*** GIVEN DATA Section Begins ***

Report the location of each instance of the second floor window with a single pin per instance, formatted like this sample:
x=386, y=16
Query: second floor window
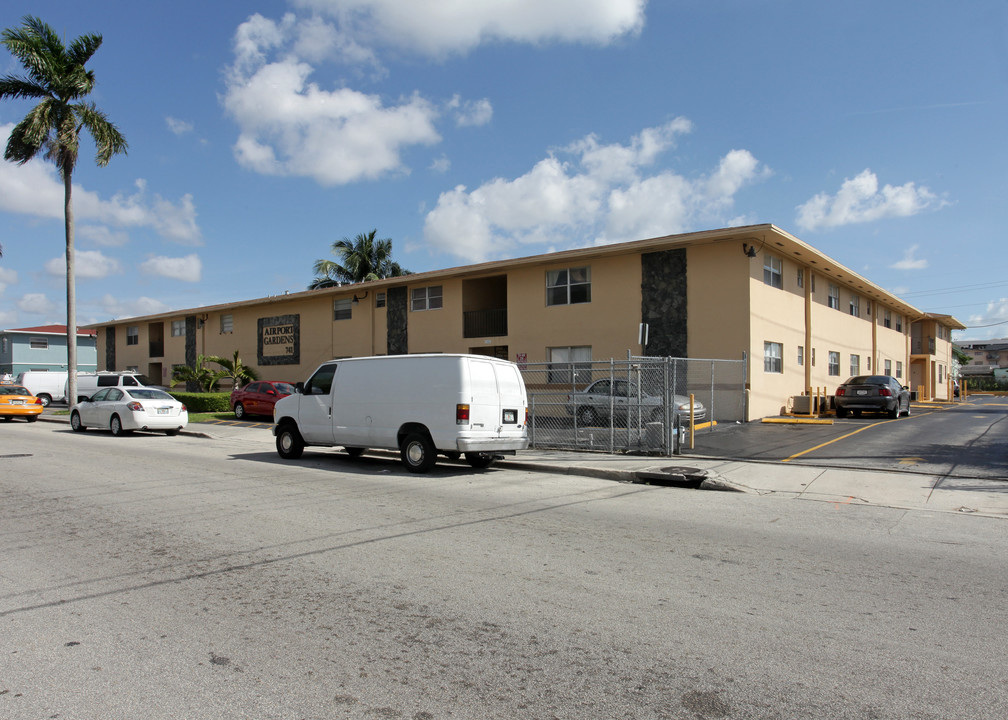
x=569, y=286
x=773, y=271
x=426, y=297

*** GIVEN DATA Section Ends ***

[TASK ITEM] Please print every record exactly as written, without the pictures.

[RESULT]
Report the location of each instance of the second floor window with a single pin per instance, formatted like this sample:
x=386, y=16
Query: second floor window
x=569, y=286
x=773, y=271
x=426, y=297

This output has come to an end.